BEGIN EXCERPT

Why we have two ears

Diffraction also plays an important role in allowing us to locate sources of sound. If you close your eyes, you can tell which direction sound is coming from. How does this work?

When sound reaches you from straight ahead, the same sound signal is received at both ears. This is because the head is more-or-less symmetrical and the sound to both ears travels an identical path. Your brain uses this information to locate the sound in front of you.

When sound comes from the side (directly, or via a reflection as shown in the picture), the sound at each ear is different. Sound to the furthest ear has to diffract (bend) around the head. This means the sound wave arrives slightly later and is altered in terms of the balance of high and low frequencies it contains. As we have seen, sounds with short wavelengths (high frequencies) don’t diffract as well, so the furthest ear hears fewer high frequencies. The brain senses this difference in arrival time and frequency content, and uses it to locate sound.

END EXCERPT

EXERCISE TASK: Rewrite the passage on why we have two ears, starting with "Diffraction also plays" and going on through "front of you.", and put "mind" in place of "brain".

BEGIN SUPPLIED RECORDS

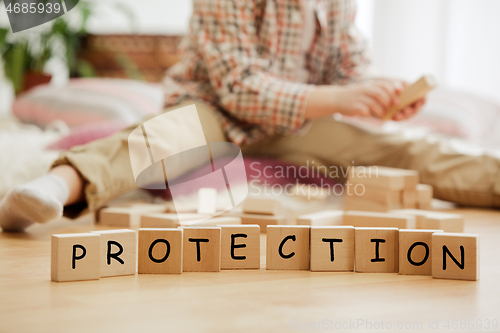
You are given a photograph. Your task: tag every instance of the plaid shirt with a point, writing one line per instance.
(241, 57)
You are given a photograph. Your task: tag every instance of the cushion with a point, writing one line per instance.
(85, 101)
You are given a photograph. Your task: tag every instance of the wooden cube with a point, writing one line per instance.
(376, 250)
(128, 217)
(202, 252)
(424, 196)
(75, 257)
(287, 247)
(324, 217)
(332, 248)
(415, 251)
(118, 252)
(160, 251)
(240, 247)
(264, 206)
(455, 256)
(377, 219)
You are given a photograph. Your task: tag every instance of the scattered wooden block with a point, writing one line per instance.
(118, 252)
(240, 247)
(376, 250)
(411, 94)
(309, 192)
(127, 217)
(332, 248)
(415, 251)
(168, 220)
(379, 220)
(455, 256)
(202, 251)
(262, 206)
(160, 251)
(325, 217)
(75, 257)
(424, 196)
(207, 201)
(287, 247)
(409, 198)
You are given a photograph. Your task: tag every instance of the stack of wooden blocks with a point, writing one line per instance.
(382, 189)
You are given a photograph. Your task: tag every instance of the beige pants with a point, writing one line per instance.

END SUPPLIED RECORDS

SOLUTION FOR THIS PROBLEM:
Diffraction also plays an important role in allowing us to locate sources of sound. If you close your eyes, you can tell which direction sound is coming from. How does this work?

When sound reaches you from straight ahead, the same sound signal is received at both ears. This is because the head is more-or-less symmetrical and the sound to both ears travels an identical path. Your mind uses this information to locate the sound in front of you.